Material for this exercise:
»»

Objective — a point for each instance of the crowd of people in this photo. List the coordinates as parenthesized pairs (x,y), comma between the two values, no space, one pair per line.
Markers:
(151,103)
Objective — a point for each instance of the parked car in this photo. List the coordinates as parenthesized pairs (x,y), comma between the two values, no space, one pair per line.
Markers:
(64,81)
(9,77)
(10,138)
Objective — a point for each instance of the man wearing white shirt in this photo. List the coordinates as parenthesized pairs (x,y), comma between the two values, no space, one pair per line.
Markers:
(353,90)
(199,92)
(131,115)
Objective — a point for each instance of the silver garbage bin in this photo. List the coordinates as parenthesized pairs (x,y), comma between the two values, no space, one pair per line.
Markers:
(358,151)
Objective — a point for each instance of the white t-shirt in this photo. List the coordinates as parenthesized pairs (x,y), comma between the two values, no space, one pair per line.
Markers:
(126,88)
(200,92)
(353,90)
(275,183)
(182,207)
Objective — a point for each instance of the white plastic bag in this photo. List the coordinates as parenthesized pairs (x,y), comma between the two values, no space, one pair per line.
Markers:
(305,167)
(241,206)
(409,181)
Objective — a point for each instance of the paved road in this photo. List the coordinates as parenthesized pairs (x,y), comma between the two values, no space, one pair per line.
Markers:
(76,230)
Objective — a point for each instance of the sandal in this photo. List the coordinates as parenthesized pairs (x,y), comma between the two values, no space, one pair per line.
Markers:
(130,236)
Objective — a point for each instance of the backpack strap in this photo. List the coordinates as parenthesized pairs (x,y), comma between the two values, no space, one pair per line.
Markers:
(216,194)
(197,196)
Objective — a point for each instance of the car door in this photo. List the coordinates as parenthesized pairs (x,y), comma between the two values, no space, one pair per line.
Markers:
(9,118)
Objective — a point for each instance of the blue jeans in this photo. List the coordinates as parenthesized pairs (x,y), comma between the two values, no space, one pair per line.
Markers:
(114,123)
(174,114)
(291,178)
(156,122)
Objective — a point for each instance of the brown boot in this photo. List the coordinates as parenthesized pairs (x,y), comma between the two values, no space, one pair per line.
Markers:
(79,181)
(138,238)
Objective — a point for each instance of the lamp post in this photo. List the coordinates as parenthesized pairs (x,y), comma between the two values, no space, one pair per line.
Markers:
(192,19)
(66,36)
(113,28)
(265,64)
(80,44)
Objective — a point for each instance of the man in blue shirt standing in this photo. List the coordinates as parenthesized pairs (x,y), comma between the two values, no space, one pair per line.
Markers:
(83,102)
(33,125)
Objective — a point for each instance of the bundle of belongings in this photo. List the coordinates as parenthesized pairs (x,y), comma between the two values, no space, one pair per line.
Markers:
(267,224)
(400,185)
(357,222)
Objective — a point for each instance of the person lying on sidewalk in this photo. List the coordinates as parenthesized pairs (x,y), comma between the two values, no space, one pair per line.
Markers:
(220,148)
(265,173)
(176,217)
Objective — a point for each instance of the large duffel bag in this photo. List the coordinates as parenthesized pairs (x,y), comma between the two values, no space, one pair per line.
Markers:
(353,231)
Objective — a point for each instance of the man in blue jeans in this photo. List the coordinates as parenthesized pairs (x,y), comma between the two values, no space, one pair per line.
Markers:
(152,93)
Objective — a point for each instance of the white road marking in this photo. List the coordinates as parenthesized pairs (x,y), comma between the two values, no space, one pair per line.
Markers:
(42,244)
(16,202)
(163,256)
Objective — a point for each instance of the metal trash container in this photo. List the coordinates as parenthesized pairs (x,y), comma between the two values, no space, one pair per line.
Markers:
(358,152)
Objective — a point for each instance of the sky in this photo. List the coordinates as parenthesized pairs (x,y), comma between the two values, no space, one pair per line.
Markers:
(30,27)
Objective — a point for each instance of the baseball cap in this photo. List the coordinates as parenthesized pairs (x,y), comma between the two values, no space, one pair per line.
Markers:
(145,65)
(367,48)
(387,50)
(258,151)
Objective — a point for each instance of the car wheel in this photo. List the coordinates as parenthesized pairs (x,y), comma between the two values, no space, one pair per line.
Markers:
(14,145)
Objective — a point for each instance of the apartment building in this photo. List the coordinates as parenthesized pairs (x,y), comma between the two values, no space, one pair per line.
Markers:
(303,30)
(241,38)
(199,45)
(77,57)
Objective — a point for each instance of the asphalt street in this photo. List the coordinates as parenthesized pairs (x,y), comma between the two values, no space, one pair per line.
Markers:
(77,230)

««

Task to complete: Repeat only the stretch of lines that opens with the line containing "Objective — a point for each instance of the car wheel" and closes with the final line of the entries, both included, exactly as written.

Full solution:
Objective — a point for each instance of the car wheel in this photo. List the coordinates as parenthesized pairs (x,y), comma between the two values, no space, one pair per line.
Markers:
(14,145)
Objective — a point for each instance of the apartment building in this photo. List the coordinates as parenthesized pairs (x,y), comma between the two values, no space, one pair per line.
Markers:
(303,30)
(241,38)
(199,45)
(77,57)
Objective — a point for each instance of the asphalt street in this photo. List the coordinates as parenthesized pairs (x,y), comma between the two values, no space, one pair per line.
Markers:
(77,230)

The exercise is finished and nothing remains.